■ **Source excerpt**
Department of Physics and Astronomy
Chair: Joel W. Walker (936) 294-4803
Website: Department of Physics and Astronomy
Physics is the study of how nature behaves. It is concerned with the basic principles of the universe and is one of the foundations on which other physical sciences are based. The beauty of physics is exhibited by the simplicity of its fundamental theories and in the way a small number of basic concepts, equations, and assumptions can expand the student's understanding of the world.
The mission of the Department of Physics and Astronomy is to promulgate the ability to critically think about nature through teaching and to develop the inquisitiveness to seek additional knowledge by research. In conducting this mission, the Department of Physics and Astronomy will provide capable scientists that can make positive contributions to our society. In order to accomplish this mission, the Department of Physics and Astronomy will take the following steps:
- Improve success in learning and research among all students in the department.
- Develop additional methods to plan and assess the program in the department.
- Recruit and retain qualified, motivated students.
- Promote diversity in the faculty and students.
- Collaborate with other institutions and departments to enhance educational opportunities.
- Develop and implement additional educational services to off-campus audiences.
- Provide assistance to teachers in the schools preparing the future students for the institution.
Physics students may pursue a Bachelor of Science degree in Physics or a dual degree consisting of a Bachelor of Science in Physics from Sam Houston State University and a Bachelor’s degree in a chosen engineering field at a university with an accredited degree program. Students also may enroll in a two-year pre-engineering program. The Bachelor of Science degree in Physical Science with Secondary Certification is available to students seeking careers in secondary education.
Graduates with a Bachelor of Science degree either pursue further education at the graduate level or enter the workforce. Approximately one-half of the graduates pursue graduate study seeking either the Master of Science or Ph.D. degree. The remainder primarily enter the engineering profession but may also enter the fields of computer science and education.

■ **Problems and tasks**
**A.** Say whether each statement agrees with the physics department description, answering yes or no and quoting the deciding words: (i) About half of the graduates go on to graduate study. (ii) The pre-engineering program takes four years. (iii) Most graduates who skip graduate school go into computer science.
**B.** Carry on the physics department description, starting right after its final sentence.
The entries after the physics department description are separate material.

■ **Raw records**

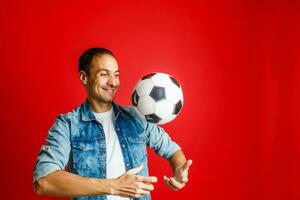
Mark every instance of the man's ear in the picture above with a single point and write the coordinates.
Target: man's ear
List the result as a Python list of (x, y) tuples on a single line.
[(83, 77)]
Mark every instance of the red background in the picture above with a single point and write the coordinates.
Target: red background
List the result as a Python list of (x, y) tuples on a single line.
[(237, 61)]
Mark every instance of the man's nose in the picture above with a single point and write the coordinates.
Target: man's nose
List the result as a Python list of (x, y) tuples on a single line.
[(112, 80)]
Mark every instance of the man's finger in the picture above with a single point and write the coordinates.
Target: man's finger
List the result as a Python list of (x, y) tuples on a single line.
[(187, 165), (135, 170), (176, 184), (167, 182), (147, 179)]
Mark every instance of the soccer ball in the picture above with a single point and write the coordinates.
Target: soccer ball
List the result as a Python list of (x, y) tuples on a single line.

■ **Responses for each task**
**A.**
(i) Yes: "Approximately one-half of the graduates pursue graduate study seeking either the Master of Science or Ph.D. degree."
(ii) No: "Students also may enroll in a two-year pre-engineering program."
(iii) No: "The remainder primarily enter the engineering profession but may also enter the fields of computer science and education."

**B.**
Program Specific Requirements
Physics students will learn the simplicity of nature and the unifying aspects of the laws of physics. This is accomplished by recognizing physical problems, developing a hypothesis and predicting the consequences of it, performing experiments to test the predictions, and formulating the results into a theory. The skills of inquiry, observation, and experimentation are used in all scientific careers including engineering, business, teaching, and administration. The Physics and Astronomy Department has basic research laboratories in selected fields and provides opportunities for advanced students to be involved in research projects. The University operates computer laboratories containing desktop computers, and work stations at several locations on campus.
Required Courses For Major
The Bachelor of Science degree requires at least 38 hours in Physics as follows:
|PHYS 1401||Physics Boot Camp||4|
|PHYS 1411||Introduction To Physics I||4|
|PHYS 1422||Introduction To Physics II||4|
& PHYS 4110
|Intro To Theoretical Physics|
and Adv Undergrad Laboratory I
& PHYS 3111
|Modern Physics I|
and Modern Physics Laboratory I
|PHYS 4366||Intro Quantum Mechanics||3|
|PHYS 4368||Electricity And Magnetism||3|
|PHYS 4370||Classical Mechanics||3|
|PHYS 4371||Thermodynamcs & Statistcl Mech||3|
|PHYS 4395||Undergraduate Research||3|
|Select 1 or more advanced electives:||3-12|
|Electronics & Circuit Analysis|
and Electronic & Circuit Anlys Lab
|Light And Optics|
and Light And Optics
|Intro To Solid State Physics|
|Selected Topics In Physics|
|Life in the Universe|
All Physics majors meet the requirements for a minor in mathematics.
Society of Physics - The Society of Physics is a nationally recognized organization. The society sponsors field trips, campus visits by potential students, and attendance at professional meetings.
The Physics Department awards scholarships on a competitive basis. Students with a GPA of 3.0 or higher should inquire about the Burroughs Scholarship (awards average $3,000 to $4,000 per semester) to the department chair (936) 294-1601. Other general scholarships are available from the University. Information on University scholarships may be obtained at the Office of Academic Scholarships or by telephone (936) 294-1672. Prospective students should contact the Chair of the Physics Department, Box 2267, Huntsville, Texas 77341 or the website.
ASTR 3303. Life in the Universe. 3 Hours.
Students explore the evolution of life on Earth from an astronomical perspective and investigate the likelihood that this could happen elsewhere in the universe. This course also explores the possibility of communicating with intelligent species elsewhere in our galaxy and how humanity could best go about doing so. This course is typically taught every other year.
Prerequisite: PHYS 1403 or PHYS 1404.
ASTR 3383. Cosmic Catastrophes. 3 Hours.
Students build on knowledge of basic astronomical concepts discussed in previous coursework. Topics may include supernovae, neutron stars, black holes, gamma-ray bursts, worm holes, extra dimensions, and determination of the origin, state, and fate of the universe. This course is typically taught every other year.
Prerequisite: PHYS 1403 with a C or better.
PHYS 1101. General Physics Laboratory I. 1 Hour.
PHYS 1102. General Physics Laboratory II. 1 Hour.
Credit 1 .
PHYS 1105. Class Phy & Thermodynamics Lab. 1 Hour.
Credit 1 .
PHYS 1301. General Phy-Mechanics & Heat. 3 Hours.
A modern treatment is made of the laws and principles of motion. This course is intended for science majors whose degree plan does not require a calculus-based treatment. The PHYS 1101 experimental laboratory course should be taken concurrently.
Prerequisite: MATH 1410 or MATH 1316 or MATH 1420.
PHYS 1302. Gen Phy-Snd,Lght, Elec, & Mag. 3 Hours.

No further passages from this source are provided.